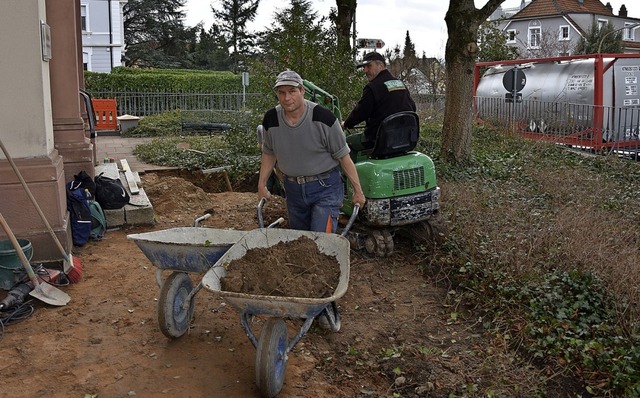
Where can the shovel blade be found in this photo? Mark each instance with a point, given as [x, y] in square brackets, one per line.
[50, 294]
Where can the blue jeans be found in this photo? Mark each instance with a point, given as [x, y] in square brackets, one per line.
[315, 205]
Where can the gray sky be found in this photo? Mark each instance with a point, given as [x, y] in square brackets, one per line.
[387, 20]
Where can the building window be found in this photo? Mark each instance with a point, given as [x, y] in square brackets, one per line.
[83, 17]
[534, 37]
[602, 23]
[629, 32]
[564, 33]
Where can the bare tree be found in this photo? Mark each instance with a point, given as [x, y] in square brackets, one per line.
[463, 20]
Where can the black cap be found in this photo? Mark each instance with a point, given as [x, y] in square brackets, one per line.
[370, 57]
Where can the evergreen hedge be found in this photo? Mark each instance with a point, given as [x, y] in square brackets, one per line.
[123, 79]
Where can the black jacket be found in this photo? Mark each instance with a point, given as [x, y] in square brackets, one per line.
[381, 97]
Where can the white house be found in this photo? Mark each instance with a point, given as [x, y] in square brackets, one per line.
[550, 28]
[102, 26]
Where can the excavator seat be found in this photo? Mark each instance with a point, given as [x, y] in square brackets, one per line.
[397, 135]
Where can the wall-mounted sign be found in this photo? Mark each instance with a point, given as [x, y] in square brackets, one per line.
[45, 40]
[370, 43]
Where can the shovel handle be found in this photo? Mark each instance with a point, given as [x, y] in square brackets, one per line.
[33, 201]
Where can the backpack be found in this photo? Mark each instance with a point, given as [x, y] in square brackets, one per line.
[110, 193]
[79, 214]
[98, 221]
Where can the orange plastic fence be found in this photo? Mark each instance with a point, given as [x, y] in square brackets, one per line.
[106, 113]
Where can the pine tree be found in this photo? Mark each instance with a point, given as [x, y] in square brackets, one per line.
[232, 17]
[604, 38]
[409, 52]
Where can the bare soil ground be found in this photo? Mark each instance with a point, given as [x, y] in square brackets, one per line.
[400, 336]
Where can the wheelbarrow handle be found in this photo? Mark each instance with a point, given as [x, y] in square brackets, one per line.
[260, 206]
[352, 219]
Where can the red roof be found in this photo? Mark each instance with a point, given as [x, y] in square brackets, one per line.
[544, 8]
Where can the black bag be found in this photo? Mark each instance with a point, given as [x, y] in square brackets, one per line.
[84, 181]
[110, 193]
[79, 214]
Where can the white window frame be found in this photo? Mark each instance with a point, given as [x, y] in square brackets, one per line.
[84, 17]
[602, 23]
[629, 34]
[561, 33]
[535, 43]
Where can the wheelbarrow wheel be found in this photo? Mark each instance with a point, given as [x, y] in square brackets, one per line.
[271, 357]
[173, 319]
[329, 318]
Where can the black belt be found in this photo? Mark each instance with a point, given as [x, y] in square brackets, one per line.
[305, 179]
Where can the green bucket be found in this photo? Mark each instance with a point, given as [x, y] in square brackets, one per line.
[11, 268]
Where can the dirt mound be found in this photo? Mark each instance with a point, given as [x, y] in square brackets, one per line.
[400, 336]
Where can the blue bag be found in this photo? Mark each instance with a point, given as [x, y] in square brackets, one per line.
[79, 214]
[98, 221]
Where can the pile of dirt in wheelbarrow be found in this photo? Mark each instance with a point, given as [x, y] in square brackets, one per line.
[403, 333]
[288, 269]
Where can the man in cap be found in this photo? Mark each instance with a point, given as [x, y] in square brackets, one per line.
[383, 96]
[307, 142]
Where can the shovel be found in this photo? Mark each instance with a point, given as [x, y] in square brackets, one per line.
[68, 259]
[42, 291]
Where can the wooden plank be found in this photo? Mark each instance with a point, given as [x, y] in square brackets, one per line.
[131, 179]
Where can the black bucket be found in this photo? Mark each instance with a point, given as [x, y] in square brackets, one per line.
[11, 268]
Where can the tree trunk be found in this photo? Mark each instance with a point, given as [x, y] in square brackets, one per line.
[345, 20]
[463, 21]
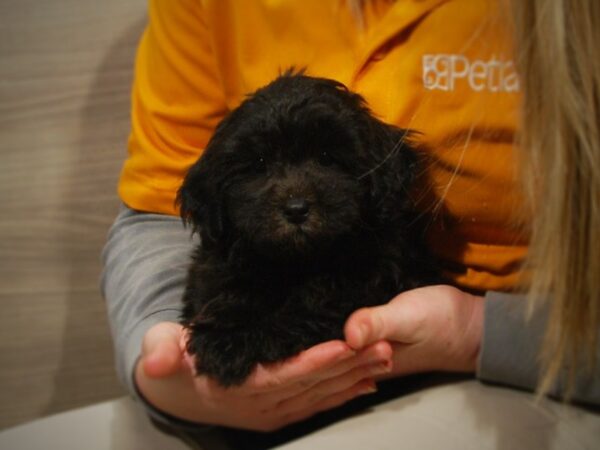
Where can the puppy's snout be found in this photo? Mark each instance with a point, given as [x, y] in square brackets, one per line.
[296, 210]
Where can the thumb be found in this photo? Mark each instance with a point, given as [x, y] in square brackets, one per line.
[395, 321]
[161, 350]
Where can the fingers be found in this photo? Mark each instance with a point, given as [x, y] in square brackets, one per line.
[306, 366]
[335, 387]
[397, 320]
[161, 350]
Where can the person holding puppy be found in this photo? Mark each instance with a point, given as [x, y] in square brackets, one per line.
[447, 69]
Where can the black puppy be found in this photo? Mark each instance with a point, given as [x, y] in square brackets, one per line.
[302, 202]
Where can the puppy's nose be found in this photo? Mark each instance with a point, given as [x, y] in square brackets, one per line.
[296, 210]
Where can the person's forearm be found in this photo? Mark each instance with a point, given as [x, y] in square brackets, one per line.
[145, 266]
[510, 346]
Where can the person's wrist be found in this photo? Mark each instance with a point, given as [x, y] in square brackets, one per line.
[474, 331]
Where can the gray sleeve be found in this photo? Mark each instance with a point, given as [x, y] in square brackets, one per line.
[510, 347]
[145, 266]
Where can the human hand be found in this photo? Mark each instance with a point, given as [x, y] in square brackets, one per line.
[322, 377]
[434, 328]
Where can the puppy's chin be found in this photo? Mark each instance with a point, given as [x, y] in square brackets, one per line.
[296, 243]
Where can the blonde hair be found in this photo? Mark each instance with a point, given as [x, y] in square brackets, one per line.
[557, 50]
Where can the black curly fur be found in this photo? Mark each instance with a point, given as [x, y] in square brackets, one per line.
[264, 286]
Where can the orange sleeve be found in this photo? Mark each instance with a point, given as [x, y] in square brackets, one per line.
[177, 102]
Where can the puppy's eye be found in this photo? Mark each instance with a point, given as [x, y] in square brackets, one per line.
[325, 158]
[260, 164]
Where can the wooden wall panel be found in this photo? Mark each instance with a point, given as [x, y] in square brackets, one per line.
[65, 75]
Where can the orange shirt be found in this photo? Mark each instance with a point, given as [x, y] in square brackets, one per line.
[442, 67]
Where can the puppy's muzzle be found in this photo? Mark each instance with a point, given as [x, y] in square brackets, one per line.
[296, 210]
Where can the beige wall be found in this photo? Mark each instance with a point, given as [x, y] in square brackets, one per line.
[65, 73]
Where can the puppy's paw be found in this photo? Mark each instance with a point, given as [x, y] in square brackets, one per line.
[228, 356]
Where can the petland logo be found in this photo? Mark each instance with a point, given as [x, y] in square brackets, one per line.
[446, 71]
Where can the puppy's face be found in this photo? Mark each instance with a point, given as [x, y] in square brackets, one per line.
[299, 166]
[294, 188]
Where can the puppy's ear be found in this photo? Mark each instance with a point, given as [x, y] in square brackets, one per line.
[200, 202]
[394, 165]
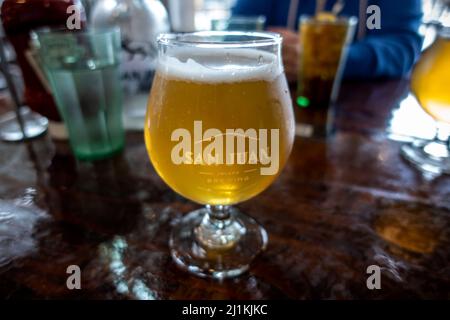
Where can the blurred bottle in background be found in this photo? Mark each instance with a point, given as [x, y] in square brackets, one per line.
[140, 22]
[19, 17]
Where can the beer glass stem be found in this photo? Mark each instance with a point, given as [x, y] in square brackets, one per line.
[219, 229]
[443, 136]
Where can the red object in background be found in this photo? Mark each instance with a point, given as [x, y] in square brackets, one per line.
[19, 17]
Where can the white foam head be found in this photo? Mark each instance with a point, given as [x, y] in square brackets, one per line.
[207, 65]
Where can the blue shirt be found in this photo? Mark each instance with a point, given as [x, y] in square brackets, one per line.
[387, 52]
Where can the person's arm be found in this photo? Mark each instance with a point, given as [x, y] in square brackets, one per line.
[392, 50]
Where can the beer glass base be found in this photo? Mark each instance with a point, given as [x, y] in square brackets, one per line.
[227, 262]
[429, 157]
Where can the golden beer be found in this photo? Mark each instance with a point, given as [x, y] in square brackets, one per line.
[431, 80]
[193, 93]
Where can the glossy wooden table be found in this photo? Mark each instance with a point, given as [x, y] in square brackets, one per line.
[339, 206]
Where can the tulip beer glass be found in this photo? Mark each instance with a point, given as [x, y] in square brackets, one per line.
[219, 129]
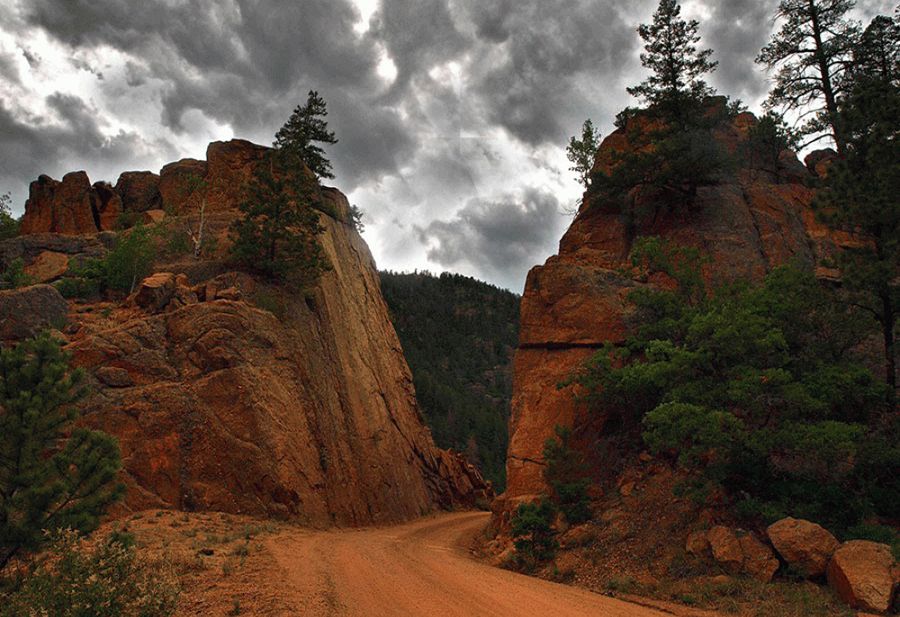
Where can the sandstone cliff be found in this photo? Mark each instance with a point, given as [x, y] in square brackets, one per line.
[304, 408]
[752, 221]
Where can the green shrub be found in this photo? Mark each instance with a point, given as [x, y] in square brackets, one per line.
[533, 535]
[76, 578]
[130, 260]
[876, 533]
[64, 477]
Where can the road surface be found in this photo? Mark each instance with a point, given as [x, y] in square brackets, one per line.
[421, 568]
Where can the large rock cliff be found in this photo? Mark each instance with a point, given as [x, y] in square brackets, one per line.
[751, 221]
[304, 408]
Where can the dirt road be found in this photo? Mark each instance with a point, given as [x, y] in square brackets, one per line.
[421, 568]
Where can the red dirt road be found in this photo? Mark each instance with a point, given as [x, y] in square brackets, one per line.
[420, 568]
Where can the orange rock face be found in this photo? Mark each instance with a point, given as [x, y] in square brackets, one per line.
[311, 414]
[219, 404]
[63, 207]
[802, 544]
[861, 573]
[576, 302]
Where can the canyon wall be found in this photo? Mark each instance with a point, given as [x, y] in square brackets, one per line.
[751, 221]
[229, 393]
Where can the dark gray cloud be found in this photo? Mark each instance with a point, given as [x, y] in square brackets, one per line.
[502, 238]
[73, 140]
[485, 96]
[551, 64]
[737, 30]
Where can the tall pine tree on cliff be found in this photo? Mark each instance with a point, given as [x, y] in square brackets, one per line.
[810, 54]
[674, 152]
[305, 126]
[677, 65]
[278, 234]
[859, 194]
[51, 476]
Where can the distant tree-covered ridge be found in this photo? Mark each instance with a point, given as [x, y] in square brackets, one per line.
[459, 335]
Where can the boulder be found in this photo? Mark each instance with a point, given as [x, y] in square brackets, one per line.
[47, 266]
[803, 545]
[742, 553]
[114, 377]
[106, 206]
[155, 292]
[62, 207]
[25, 312]
[177, 185]
[759, 560]
[860, 573]
[151, 217]
[139, 191]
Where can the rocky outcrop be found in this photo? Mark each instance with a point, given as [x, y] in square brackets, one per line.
[73, 206]
[740, 552]
[228, 393]
[25, 312]
[802, 544]
[139, 191]
[48, 266]
[749, 223]
[861, 573]
[310, 414]
[63, 207]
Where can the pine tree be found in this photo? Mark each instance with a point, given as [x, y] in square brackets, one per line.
[581, 153]
[811, 53]
[676, 63]
[278, 234]
[9, 226]
[877, 56]
[307, 125]
[860, 192]
[51, 475]
[567, 474]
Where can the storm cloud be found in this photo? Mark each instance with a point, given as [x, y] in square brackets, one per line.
[452, 115]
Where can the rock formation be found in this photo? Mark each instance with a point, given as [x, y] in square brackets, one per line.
[750, 222]
[219, 404]
[804, 545]
[861, 572]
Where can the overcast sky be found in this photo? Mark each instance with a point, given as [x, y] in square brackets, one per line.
[452, 115]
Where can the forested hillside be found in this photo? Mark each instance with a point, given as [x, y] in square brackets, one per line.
[458, 335]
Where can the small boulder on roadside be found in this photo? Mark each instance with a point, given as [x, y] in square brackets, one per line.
[726, 548]
[802, 544]
[742, 553]
[155, 292]
[48, 266]
[860, 572]
[759, 560]
[697, 543]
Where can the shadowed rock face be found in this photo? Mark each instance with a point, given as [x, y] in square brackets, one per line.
[748, 224]
[221, 405]
[74, 207]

━━━━━━━━━━━━━━━━━━━━

■ What is expected
Everything from the line with "Where can the distant" to the end of the listing above needs to be duplicated exactly, both end lines included, with nothing more.

■ Exercise solution
Where can the distant tree-covered ridge be found in this photo? Mark each instance with a point, given as [x, y] in square brackets, one per line.
[459, 335]
Where can the boulder be found in this photo? Mark each instance with a point, given as [x, y] in square brackets, one per line.
[47, 266]
[803, 545]
[742, 553]
[114, 377]
[106, 206]
[155, 292]
[62, 207]
[25, 312]
[177, 185]
[759, 560]
[860, 573]
[151, 217]
[139, 191]
Where can the rocky outcrop be found in this photo? Mark each instance with a point, given as [x, y] in square brackets, one per line.
[73, 206]
[740, 552]
[228, 393]
[25, 312]
[802, 544]
[139, 191]
[48, 266]
[749, 223]
[861, 573]
[310, 414]
[63, 207]
Where can the pine tree be found in this photo? Mark each instance with a point, given as [x, y] in square brackets, one per line.
[581, 153]
[811, 53]
[676, 63]
[278, 234]
[9, 226]
[877, 56]
[307, 125]
[860, 192]
[51, 475]
[567, 474]
Where can the storm cloud be found in this photo? Mark each instance with a point, given as [x, y] in square brackets, one per line.
[452, 115]
Where can the rock formation be found in this photo? Mark each instance with a point, given as [x, y] in square brackets, one per line.
[750, 222]
[219, 404]
[804, 545]
[861, 572]
Where can the overcast sky be found in this photo? Mark each instance with a point, given as [x, y] in square brackets, one per line.
[452, 115]
Where can the forested hillside be found in this photo? Mark each instance with a point, given as [x, y] in square brackets, one per line.
[458, 335]
Where can the small boulder on roadside be found in this photo? Mark each instance with a point, given as [x, y] in square brackets, one per line.
[726, 548]
[802, 544]
[742, 553]
[155, 292]
[48, 266]
[860, 572]
[759, 560]
[697, 543]
Where can the shadowed rock face be found in this photo? Mark each instance with a point, given as [x, y] in square brackets, one per line.
[748, 224]
[221, 405]
[74, 207]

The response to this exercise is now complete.